START GIVEN INFORMATION

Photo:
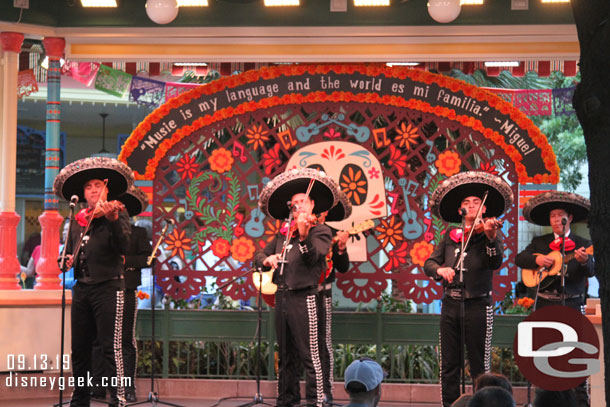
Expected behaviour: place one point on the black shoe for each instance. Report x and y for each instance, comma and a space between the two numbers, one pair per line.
130, 395
98, 393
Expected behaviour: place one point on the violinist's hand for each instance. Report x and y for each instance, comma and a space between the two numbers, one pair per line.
342, 237
272, 261
303, 225
110, 209
544, 261
447, 273
490, 227
581, 255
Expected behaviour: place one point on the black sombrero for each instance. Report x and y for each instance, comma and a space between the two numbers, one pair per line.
72, 177
537, 210
342, 210
446, 199
278, 192
135, 200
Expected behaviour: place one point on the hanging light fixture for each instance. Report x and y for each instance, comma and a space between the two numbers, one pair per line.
162, 11
444, 11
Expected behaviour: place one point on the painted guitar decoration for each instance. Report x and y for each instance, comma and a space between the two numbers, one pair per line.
547, 276
267, 286
412, 229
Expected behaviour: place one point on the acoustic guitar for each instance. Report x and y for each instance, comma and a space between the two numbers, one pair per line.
546, 276
263, 280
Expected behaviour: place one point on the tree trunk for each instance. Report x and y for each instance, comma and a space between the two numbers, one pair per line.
592, 105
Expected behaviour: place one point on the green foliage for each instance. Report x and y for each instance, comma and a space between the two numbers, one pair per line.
563, 132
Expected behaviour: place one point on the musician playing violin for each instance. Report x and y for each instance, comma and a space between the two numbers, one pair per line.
457, 199
97, 240
303, 251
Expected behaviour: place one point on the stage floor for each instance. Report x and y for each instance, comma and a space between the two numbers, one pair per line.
234, 402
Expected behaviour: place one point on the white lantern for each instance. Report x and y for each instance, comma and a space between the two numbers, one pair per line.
162, 11
444, 11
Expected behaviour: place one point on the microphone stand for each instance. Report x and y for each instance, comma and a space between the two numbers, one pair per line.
153, 397
564, 267
62, 268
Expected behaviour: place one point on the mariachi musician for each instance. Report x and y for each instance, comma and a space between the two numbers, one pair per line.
541, 261
95, 246
299, 259
475, 199
338, 261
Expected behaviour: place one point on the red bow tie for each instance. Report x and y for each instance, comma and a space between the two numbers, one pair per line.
556, 244
82, 217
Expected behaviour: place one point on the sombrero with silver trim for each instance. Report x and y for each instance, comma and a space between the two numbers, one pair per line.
278, 192
135, 200
72, 178
446, 200
342, 210
538, 209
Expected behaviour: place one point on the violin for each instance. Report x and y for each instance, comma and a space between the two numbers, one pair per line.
479, 226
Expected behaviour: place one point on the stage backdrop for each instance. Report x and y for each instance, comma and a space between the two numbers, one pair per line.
387, 135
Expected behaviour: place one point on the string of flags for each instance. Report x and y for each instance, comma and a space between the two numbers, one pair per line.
150, 92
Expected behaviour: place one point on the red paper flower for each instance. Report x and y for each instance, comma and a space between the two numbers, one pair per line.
389, 232
396, 257
420, 252
448, 163
221, 160
352, 183
407, 135
242, 249
220, 247
257, 136
187, 167
177, 241
398, 160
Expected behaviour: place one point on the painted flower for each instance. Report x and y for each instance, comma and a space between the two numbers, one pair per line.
397, 160
352, 184
407, 135
177, 242
361, 287
272, 229
220, 247
242, 249
420, 252
396, 257
487, 167
221, 160
332, 133
142, 295
257, 136
448, 163
389, 232
271, 159
187, 168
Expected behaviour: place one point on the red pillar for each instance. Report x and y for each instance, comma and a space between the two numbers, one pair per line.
9, 265
50, 220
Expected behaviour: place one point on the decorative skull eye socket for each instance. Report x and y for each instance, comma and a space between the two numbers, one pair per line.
316, 167
353, 182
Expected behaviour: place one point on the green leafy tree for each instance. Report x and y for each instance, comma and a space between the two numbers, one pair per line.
563, 132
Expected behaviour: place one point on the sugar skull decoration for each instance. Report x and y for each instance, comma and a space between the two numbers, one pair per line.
359, 174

END GIVEN INFORMATION

§ WORK TO COMPLETE: Turn all of the records above into a JSON list of strings with one string for each line, skipping blank lines. Leave the pictures out of the list.

§ WRITTEN ANSWER:
[
  "Photo:",
  "Expected behaviour: place one point on the black shoe for each instance. Report x and y for each instance, comma and a space between the two numbers, one pair per line.",
  "130, 395",
  "98, 393",
  "Expected behaviour: place one point on the violinist's hand for each instance. Report x and y for each instance, comma and a space between the two numbers, one pair per line.",
  "342, 237",
  "272, 261",
  "303, 225",
  "110, 209",
  "544, 261",
  "447, 273",
  "490, 227",
  "581, 255",
  "Expected behaviour: place one point on the black sombrero for each instance. Report x and y for each instance, comma and a space between the two numbers, one pair per line.",
  "72, 177",
  "537, 210",
  "342, 210",
  "446, 199",
  "278, 192",
  "135, 200",
  "Expected behaviour: place one point on the hanging light fixture for each instance. Report x and y for each instance, comma and a space between the two numbers, one pair per line.",
  "162, 11",
  "444, 11",
  "Expected behaviour: place one point on the painted guitar decoration for each instance. Report x and y for each instance, comma and a space between the two numbers, one pair per line.",
  "547, 276",
  "267, 286",
  "412, 229",
  "Expected behaviour: place one point on the acoustic guitar for each instance. Report x and y for each instance, comma and a space between the two numbers, one pair per line.",
  "546, 276",
  "263, 280",
  "Expected behaviour: place one point on the tree trunk for each instance. Report x and y for each instance, comma and a space between the two numbers, one pair per line.",
  "592, 105",
  "Expected behaviour: place one point on the green foliage for each instance. Report x and y for each instance, comma and a space between the two numbers, one pair per line.",
  "563, 132",
  "Expected behaviour: place one point on the musician playing violin for each instance. Report x and y for each instance, comma and a space between the two numbers, one pair per line.",
  "457, 199",
  "97, 240",
  "303, 251",
  "Expected behaviour: place one point on the stage floor for each instance. Report x and y for each instance, comma and a space between the two numbers, one pair per line.",
  "234, 402",
  "Expected behaviour: place one point on the white lantern for each instance. Report x and y for each instance, comma and a space between the two numbers, one pair per line.",
  "162, 11",
  "444, 11",
  "Expected behaviour: place one point on the microphone stand for each instance. Report x and y for each instance, comma and a space between the two numbers, one pair per line.",
  "153, 397",
  "564, 267",
  "62, 268",
  "Expected behaviour: place one point on the mariachi musician for each instance. Report x and y for each instance, comma and a space between the two numbers, one pair per line.",
  "541, 261",
  "95, 246",
  "299, 259",
  "475, 199",
  "338, 261",
  "Expected behaviour: place one point on the red bow tie for each instance. Report x and y for each instance, comma and a space between the two numbers, one pair per line.",
  "556, 244",
  "82, 217",
  "Expected behaviour: place one point on the sombrero with silver trim for each instance. Report x and y for each instance, comma and a space between the two numbers, one pair per line.",
  "278, 192",
  "135, 200",
  "72, 178",
  "446, 200",
  "342, 210",
  "538, 209",
  "Expected behaviour: place one point on the violin for each instance. Report x and y for each instance, comma and a space between the two numbers, one pair per line.",
  "479, 226",
  "Expected behaviour: place one point on the stage backdrop for each instance. Report x and y for each instance, comma and a space between the two numbers, one pair per line.",
  "387, 135",
  "Expected behaviour: place one point on the string of flags for each instance. Report x and y for each instance, comma and a space between the two numbers, one pair per line.",
  "150, 92",
  "Expected behaviour: place one point on the red paper flower for each instance. Report x and y for each instance, comma and a space between the two numbers, one pair per line.",
  "389, 232",
  "396, 257",
  "420, 252",
  "448, 163",
  "221, 160",
  "352, 183",
  "407, 135",
  "242, 249",
  "220, 247",
  "257, 136",
  "187, 167",
  "177, 241",
  "398, 160",
  "Expected behaviour: place one point on the painted flower for each instance. Report x and y for each instance, comma and a space between the two numbers, one pair per line.",
  "397, 160",
  "352, 184",
  "407, 135",
  "177, 242",
  "361, 287",
  "272, 229",
  "220, 247",
  "242, 249",
  "420, 252",
  "396, 257",
  "487, 167",
  "221, 160",
  "332, 133",
  "142, 295",
  "257, 136",
  "448, 163",
  "389, 232",
  "271, 159",
  "187, 168",
  "Expected behaviour: place one point on the red pillar for each instance. Report x and y for each instance, comma and a space between the two numbers, one pair per line.",
  "9, 265",
  "50, 220",
  "Expected behaviour: place one point on the decorative skull eye socket for each instance. Report x and y for each instance, comma and a space between the two numbers, one pair per line.",
  "316, 167",
  "353, 182",
  "Expected behaviour: place one point on the green leafy tree for each instance. Report x and y for each instance, comma and a space between the two numbers, one pair per line.",
  "563, 132",
  "Expected behaviour: place one point on the sugar skull decoration for each instance. Report x and y for each instance, comma and a space between the two numbers, one pair per line.",
  "359, 174"
]